The answer is the full listing below, copied exactly, with its pictures omitted.

»»

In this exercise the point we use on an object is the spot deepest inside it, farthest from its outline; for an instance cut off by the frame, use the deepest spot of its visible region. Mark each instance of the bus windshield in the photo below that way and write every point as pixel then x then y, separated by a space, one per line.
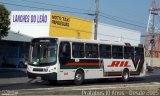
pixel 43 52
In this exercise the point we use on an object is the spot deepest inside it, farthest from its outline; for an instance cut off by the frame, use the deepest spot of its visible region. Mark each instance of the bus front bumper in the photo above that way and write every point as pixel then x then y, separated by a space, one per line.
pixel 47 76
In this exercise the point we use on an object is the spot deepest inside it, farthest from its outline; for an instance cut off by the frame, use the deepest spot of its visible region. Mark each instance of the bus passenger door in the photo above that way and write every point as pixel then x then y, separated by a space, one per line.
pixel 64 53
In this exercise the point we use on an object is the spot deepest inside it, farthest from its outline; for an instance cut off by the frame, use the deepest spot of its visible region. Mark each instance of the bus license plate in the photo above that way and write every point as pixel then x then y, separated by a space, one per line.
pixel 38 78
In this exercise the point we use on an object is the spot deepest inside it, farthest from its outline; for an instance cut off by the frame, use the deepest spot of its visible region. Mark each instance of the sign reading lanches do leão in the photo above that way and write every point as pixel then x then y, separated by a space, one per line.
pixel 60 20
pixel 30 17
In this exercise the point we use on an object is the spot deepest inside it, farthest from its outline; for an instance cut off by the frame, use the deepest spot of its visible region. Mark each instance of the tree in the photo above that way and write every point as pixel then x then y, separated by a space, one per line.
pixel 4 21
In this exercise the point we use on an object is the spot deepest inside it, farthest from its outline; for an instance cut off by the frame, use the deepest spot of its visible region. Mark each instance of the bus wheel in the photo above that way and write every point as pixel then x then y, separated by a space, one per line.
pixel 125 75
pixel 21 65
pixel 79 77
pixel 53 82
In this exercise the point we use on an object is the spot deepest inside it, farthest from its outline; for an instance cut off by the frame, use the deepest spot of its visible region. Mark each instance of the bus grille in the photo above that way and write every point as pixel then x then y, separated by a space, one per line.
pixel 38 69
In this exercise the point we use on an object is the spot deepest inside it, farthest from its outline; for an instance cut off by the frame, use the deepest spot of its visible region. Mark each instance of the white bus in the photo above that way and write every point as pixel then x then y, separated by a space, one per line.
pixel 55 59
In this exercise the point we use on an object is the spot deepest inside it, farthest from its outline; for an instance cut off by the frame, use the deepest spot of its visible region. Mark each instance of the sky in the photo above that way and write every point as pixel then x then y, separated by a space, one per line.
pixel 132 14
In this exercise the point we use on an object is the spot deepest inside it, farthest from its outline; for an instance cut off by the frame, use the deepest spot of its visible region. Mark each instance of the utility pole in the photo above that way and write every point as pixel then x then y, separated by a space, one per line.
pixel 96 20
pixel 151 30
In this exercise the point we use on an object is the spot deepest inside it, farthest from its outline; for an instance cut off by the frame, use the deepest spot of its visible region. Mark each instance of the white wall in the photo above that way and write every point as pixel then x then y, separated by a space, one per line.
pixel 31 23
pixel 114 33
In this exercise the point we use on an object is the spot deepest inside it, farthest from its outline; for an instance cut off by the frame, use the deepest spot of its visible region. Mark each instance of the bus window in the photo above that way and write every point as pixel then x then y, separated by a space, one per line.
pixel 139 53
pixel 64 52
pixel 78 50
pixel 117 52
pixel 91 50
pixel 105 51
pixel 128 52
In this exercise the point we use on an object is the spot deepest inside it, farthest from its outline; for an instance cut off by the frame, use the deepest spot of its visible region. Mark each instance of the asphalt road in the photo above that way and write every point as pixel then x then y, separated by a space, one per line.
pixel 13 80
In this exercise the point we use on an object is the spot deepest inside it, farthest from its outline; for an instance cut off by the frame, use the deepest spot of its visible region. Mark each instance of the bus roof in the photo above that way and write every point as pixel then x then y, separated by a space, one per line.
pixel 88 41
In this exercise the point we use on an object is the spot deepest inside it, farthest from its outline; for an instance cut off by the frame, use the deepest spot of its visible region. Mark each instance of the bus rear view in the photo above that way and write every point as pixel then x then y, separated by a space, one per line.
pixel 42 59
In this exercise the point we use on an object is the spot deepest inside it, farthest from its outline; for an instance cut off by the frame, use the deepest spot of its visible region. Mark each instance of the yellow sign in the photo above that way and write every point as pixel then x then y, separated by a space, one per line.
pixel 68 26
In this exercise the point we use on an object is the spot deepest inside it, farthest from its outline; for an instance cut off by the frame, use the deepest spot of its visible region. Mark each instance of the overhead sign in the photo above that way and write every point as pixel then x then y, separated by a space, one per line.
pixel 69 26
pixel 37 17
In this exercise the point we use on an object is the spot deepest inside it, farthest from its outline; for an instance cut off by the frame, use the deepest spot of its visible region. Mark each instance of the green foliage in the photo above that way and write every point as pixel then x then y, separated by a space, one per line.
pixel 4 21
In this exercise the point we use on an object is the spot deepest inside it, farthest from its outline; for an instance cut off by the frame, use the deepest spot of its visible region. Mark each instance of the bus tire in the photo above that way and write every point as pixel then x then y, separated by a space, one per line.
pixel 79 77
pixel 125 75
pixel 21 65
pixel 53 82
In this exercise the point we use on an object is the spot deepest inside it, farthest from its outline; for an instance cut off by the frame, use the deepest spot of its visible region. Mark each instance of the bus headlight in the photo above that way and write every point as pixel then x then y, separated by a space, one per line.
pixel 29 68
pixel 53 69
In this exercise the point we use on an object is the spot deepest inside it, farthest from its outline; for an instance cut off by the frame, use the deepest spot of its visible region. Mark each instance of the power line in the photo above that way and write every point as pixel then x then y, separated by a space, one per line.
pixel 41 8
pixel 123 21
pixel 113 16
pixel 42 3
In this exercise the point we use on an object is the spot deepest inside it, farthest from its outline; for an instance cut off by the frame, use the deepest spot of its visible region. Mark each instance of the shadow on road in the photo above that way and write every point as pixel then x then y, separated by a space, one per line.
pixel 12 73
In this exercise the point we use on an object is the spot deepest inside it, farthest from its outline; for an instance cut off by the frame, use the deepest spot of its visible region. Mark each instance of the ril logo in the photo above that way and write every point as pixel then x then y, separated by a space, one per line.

««

◆ Result of this task ◆
In this exercise the point we use on an object is the spot deepest inside it, farthest from its outline; for an instance cut off by the frame, use the deepest spot of its visible region. Mark each instance of the bus windshield in the photo below that way and write every point as pixel then x then y, separated by a space, one per line.
pixel 43 52
In this exercise the point we use on an object is the spot deepest inside it, farthest from its outline; for an instance cut off by the frame, use the deepest spot of its visible region. Mark each instance of the bus front bumper in the photo above that way and write every point as pixel then x then y, separated by a space, one per line.
pixel 47 76
In this exercise the point we use on an object is the spot deepest inside it, farthest from its outline; for an instance cut off by the frame, use the deepest spot of its visible region. Mark each instance of the bus passenger door in the photo above that way and write every point as pixel then x then y, separated by a space, one per line.
pixel 64 53
In this exercise the point we use on an object is the spot deepest inside it, farthest from its outline; for an instance cut off by the frame, use the deepest spot of its visible region. Mark each instance of the bus license plate in the photo above that way and write every point as pixel then x then y, separated by a space, one per line.
pixel 38 78
In this exercise the point we use on an object is the spot deepest inside it, farthest from its outline; for an instance cut off by the frame, use the deepest spot of its visible region. Mark each instance of the sign reading lanches do leão in the photo above that way and write every point as pixel then x then y, separated by a space, one per line.
pixel 60 20
pixel 30 17
In this exercise the point we use on an object is the spot deepest inside it, farthest from its outline; for an instance cut off by the frame, use the deepest spot of its visible region. Mark each instance of the tree in the photo above that way and write every point as pixel then x then y, separated by a space, one per line.
pixel 4 21
In this exercise the point we use on an object is the spot deepest inside it, farthest from its outline; for an instance cut off by the frame, use the deepest spot of its visible region. Mark each instance of the bus wheel in the photo above that way and write every point as pixel then x then y, separated by a space, one per line.
pixel 125 75
pixel 21 65
pixel 79 77
pixel 53 82
In this exercise the point we use on an object is the spot deepest inside it, farthest from its outline; for an instance cut off by the frame, use the deepest spot of its visible region. Mark each instance of the bus grille in the photo above that way and write every point as pixel then x then y, separated by a space, one per line.
pixel 38 69
In this exercise the point we use on an object is the spot deepest inside it, farthest from its outline; for an instance cut off by the frame, use the deepest spot of its visible region. Mark each instance of the white bus in the photo above that way and write every point as pixel then x then y, separated by a space, one per line.
pixel 55 59
In this exercise the point we use on an object is the spot deepest inside it, farthest from its outline; for an instance cut off by the frame, use the deepest spot of its visible region. Mark each instance of the sky in the photo above that way and write every point as pixel then x then y, separated by a space, one per line.
pixel 132 14
In this exercise the point we use on an object is the spot deepest inside it, farthest from its outline; for an instance cut off by the frame, use the deepest spot of its visible region. Mark each instance of the utility pole in the photo above that way and write every point as pixel then x then y, separated by a space, one per line.
pixel 96 20
pixel 151 30
In this exercise the point we use on an object is the spot deepest inside it, farthest from its outline; for an instance cut off by the frame, use the deepest spot of its visible region. Mark each instance of the white wall in the photo above that way and write every point as pixel then x then y, separated by a space, one per line.
pixel 31 23
pixel 114 33
In this exercise the point we use on an object is the spot deepest inside it, farthest from its outline; for an instance cut off by the frame, use the deepest spot of its visible region. Mark each instance of the bus window in the photo above that way and write every point as pixel then x then y, separated by a space, one per line.
pixel 139 53
pixel 64 52
pixel 78 50
pixel 117 52
pixel 91 50
pixel 105 51
pixel 128 52
In this exercise the point we use on an object is the spot deepest inside it, farthest from its outline; for an instance cut off by the frame, use the deepest spot of its visible region. Mark each instance of the asphalt road in the photo above that way and write every point as pixel then x then y, separated by a space, one per line.
pixel 13 80
In this exercise the point we use on an object is the spot deepest inside it, farthest from its outline; for an instance cut off by the frame, use the deepest spot of its visible region. Mark each instance of the bus roof in the photo above that way and write every point as pixel then x then y, separated by a space, one per line.
pixel 88 41
In this exercise the point we use on an object is the spot deepest inside it, farthest from its outline; for an instance cut off by the frame, use the deepest spot of its visible region. Mark each instance of the bus rear view in the photo above that way and write every point as pixel then x then y, separated by a space, one per line.
pixel 42 59
In this exercise the point we use on an object is the spot deepest inside it, farthest from its outline; for an instance cut off by the frame, use the deepest spot of its visible region. Mark each instance of the yellow sign in the photo above that way and write every point as pixel then x then y, separated by a space, one per line.
pixel 68 26
In this exercise the point we use on an object is the spot deepest inside it, farthest from its outline; for an instance cut off by the frame, use the deepest spot of its visible region. Mark each instance of the overhead sign in the photo above that way and write every point as pixel then x then y, separated by a space, one per line.
pixel 69 26
pixel 37 17
In this exercise the point we use on an object is the spot deepest inside it, farthest from its outline; for an instance cut off by the frame, use the deepest spot of its visible region. Mark each instance of the green foliage in the photo above that way and write every point as pixel then x then y, separated by a space, one per line.
pixel 4 21
In this exercise the point we use on an object is the spot deepest inside it, farthest from its outline; for an instance cut off by the frame, use the deepest spot of its visible region. Mark each instance of the bus tire in the photo above that way and write every point as pixel then x then y, separated by a space, one per line.
pixel 79 77
pixel 125 75
pixel 21 65
pixel 53 82
In this exercise the point we use on an object is the spot deepest inside it, farthest from its outline; for an instance cut off by the frame, use the deepest spot of its visible region. Mark each instance of the bus headlight in the photo above that way and write every point as pixel then x then y, separated by a space, one per line.
pixel 29 68
pixel 53 69
In this exercise the point we use on an object is the spot deepest inside it, farthest from its outline; for an instance cut off by the frame, use the deepest spot of its visible region. Mark each instance of the power line in the photo above that way and write every point as pixel then x then y, separated by a space, one per line.
pixel 41 8
pixel 123 21
pixel 113 16
pixel 42 3
In this exercise the point we use on an object is the spot deepest inside it, farthest from its outline; for an instance cut off by the frame, use the deepest spot of its visible region. Mark each instance of the shadow on road in the photo above that way and write every point as pixel then x then y, separated by a space, one per line.
pixel 12 73
In this exercise the point we use on an object is the spot deepest inside it, farthest from its outline; for an instance cut off by the frame, use the deepest spot of its visible region. Mark each instance of the ril logo in the photo above that way and write every point as pixel then x then y, separated by a space, one per line.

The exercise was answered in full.